> [Instructions to follow]: Please copy out the material below word for word, keeping every line as it stands.

> [Outline annotation records]:
= = = = = = =

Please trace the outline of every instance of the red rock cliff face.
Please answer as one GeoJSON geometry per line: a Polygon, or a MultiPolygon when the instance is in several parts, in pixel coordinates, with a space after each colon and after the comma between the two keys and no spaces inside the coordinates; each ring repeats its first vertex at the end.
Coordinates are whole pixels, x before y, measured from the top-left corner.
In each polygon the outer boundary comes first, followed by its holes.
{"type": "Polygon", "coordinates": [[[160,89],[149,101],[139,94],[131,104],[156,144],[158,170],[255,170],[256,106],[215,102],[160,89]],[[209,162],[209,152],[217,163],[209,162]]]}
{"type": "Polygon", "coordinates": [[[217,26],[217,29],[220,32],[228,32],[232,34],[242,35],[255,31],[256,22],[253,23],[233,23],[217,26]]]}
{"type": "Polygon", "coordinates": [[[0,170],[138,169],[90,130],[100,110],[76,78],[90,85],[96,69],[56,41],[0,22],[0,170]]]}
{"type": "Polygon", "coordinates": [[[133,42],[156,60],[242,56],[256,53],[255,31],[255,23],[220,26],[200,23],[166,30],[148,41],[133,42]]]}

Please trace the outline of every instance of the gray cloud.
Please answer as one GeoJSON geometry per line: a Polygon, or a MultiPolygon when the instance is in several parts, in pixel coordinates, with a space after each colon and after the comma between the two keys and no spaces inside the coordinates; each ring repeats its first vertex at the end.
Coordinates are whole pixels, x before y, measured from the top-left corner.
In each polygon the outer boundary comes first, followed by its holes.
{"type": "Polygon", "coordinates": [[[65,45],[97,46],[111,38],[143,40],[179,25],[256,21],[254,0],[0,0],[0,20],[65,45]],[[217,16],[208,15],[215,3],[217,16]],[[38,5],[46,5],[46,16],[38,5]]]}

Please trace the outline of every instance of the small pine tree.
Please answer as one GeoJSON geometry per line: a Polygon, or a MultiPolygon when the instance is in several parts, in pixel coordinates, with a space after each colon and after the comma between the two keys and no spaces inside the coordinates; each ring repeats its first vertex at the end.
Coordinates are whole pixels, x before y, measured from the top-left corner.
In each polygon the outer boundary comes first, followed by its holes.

= = = = = = =

> [Right answer]:
Please trace the outline of every instance of the red rock cliff face.
Please answer as one GeoJSON geometry per line: a Polygon, or a MultiPolygon when the instance is in several parts, in pixel coordinates, with a space after each colon and after the comma between the two keys and no spaces inside the coordinates; each ring repeats its first vertex at the end.
Coordinates are whole pixels, x before y, measured from the top-left corner.
In each polygon the outer boundary comes first, followed by its holes.
{"type": "Polygon", "coordinates": [[[160,89],[149,101],[139,94],[131,104],[156,144],[158,170],[255,170],[256,106],[215,102],[160,89]],[[209,162],[209,152],[217,163],[209,162]]]}
{"type": "Polygon", "coordinates": [[[217,26],[217,29],[220,32],[228,32],[232,34],[242,35],[255,31],[256,22],[253,23],[233,23],[217,26]]]}
{"type": "Polygon", "coordinates": [[[0,170],[138,169],[90,130],[100,110],[76,78],[90,85],[96,69],[56,41],[0,22],[0,170]]]}
{"type": "Polygon", "coordinates": [[[133,42],[156,60],[242,56],[256,53],[255,31],[255,23],[220,26],[200,23],[166,30],[148,41],[133,42]]]}

Please trace the outline of every instance of the gray cloud.
Please answer as one GeoJSON geometry per line: a Polygon, or a MultiPolygon when the instance is in several parts, in pixel coordinates, with a space after each colon and after the comma between the two keys and no spaces inside the coordinates; each ring repeats its first vertex at the end.
Coordinates are whole pixels, x before y, measured from the top-left corner.
In each polygon the outer boundary comes first, followed by its holes.
{"type": "Polygon", "coordinates": [[[65,45],[97,46],[111,38],[143,40],[179,25],[256,21],[254,0],[0,0],[0,20],[65,45]],[[217,16],[208,15],[215,3],[217,16]],[[38,5],[46,5],[46,16],[38,5]]]}

Please trace the outline of every instance of the small pine tree.
Please answer as one GeoJSON geometry per line: a Polygon, or a MultiPolygon when the instance is in several parts, in pixel coordinates, with a space after each colon and after the comma between the two keys and no spaces inside the coordinates; each ring repeats its first vertex at the end.
Coordinates are whole pixels, x before y, measured from the top-left corner.
In each polygon the outer boundary comes first, followed by its holes.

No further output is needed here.